Below is a block of records: output all of them exactly and leave out the pictures.

_Records:_
☆ ☆ ☆

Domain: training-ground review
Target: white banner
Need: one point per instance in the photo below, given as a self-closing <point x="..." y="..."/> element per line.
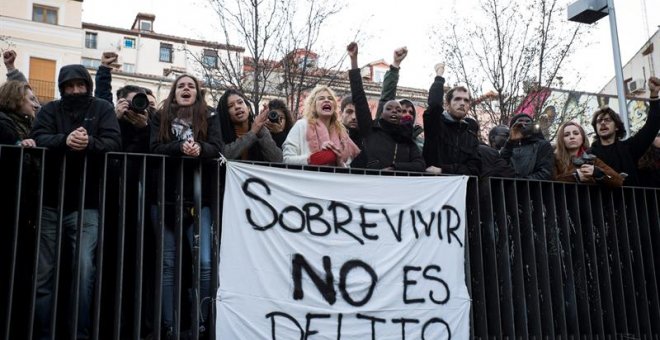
<point x="336" y="256"/>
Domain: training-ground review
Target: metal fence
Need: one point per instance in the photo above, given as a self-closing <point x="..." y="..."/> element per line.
<point x="544" y="259"/>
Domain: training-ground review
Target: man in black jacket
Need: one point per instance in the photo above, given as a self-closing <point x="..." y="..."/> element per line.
<point x="448" y="146"/>
<point x="77" y="129"/>
<point x="623" y="155"/>
<point x="528" y="152"/>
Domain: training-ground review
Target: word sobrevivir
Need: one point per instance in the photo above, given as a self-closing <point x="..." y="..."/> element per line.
<point x="312" y="220"/>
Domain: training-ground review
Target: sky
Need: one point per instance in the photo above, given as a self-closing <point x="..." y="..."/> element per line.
<point x="388" y="24"/>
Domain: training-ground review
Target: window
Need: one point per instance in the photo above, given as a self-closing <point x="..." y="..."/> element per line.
<point x="145" y="25"/>
<point x="90" y="63"/>
<point x="379" y="75"/>
<point x="129" y="42"/>
<point x="90" y="40"/>
<point x="128" y="68"/>
<point x="45" y="14"/>
<point x="210" y="58"/>
<point x="309" y="63"/>
<point x="166" y="53"/>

☆ ☆ ☆

_Complete output:_
Domain: training-ground review
Target: white banner
Need: one point per instance in the photo below, given as a self-closing <point x="..." y="..."/> element per line.
<point x="336" y="256"/>
Domain: training-ground review
Target: metal fence
Need: one point per instance in the photo above, given as a self-closing <point x="..." y="..."/> element per line.
<point x="544" y="259"/>
Domain: training-ground review
Target: man in black jacket
Need: one point per instance in the photo above, given as a self-closing <point x="..." y="..."/> element per line.
<point x="448" y="146"/>
<point x="77" y="129"/>
<point x="623" y="155"/>
<point x="528" y="152"/>
Domain: training-ground review
Target: word sobrevivir
Need: one point per instance in the photo above, given as a self-closing <point x="..." y="..."/> element per line.
<point x="312" y="220"/>
Domain: training-ground review
Target: sky
Need: one point per instance in the photo above, given as a self-closing <point x="..." y="..."/> element per line.
<point x="388" y="24"/>
Domain: training-ground review
Target: window
Need: one point per instance in the photo above, given as a self-closing <point x="..." y="..."/> element per line.
<point x="145" y="25"/>
<point x="90" y="63"/>
<point x="379" y="75"/>
<point x="129" y="42"/>
<point x="90" y="40"/>
<point x="128" y="68"/>
<point x="45" y="14"/>
<point x="210" y="58"/>
<point x="309" y="63"/>
<point x="166" y="53"/>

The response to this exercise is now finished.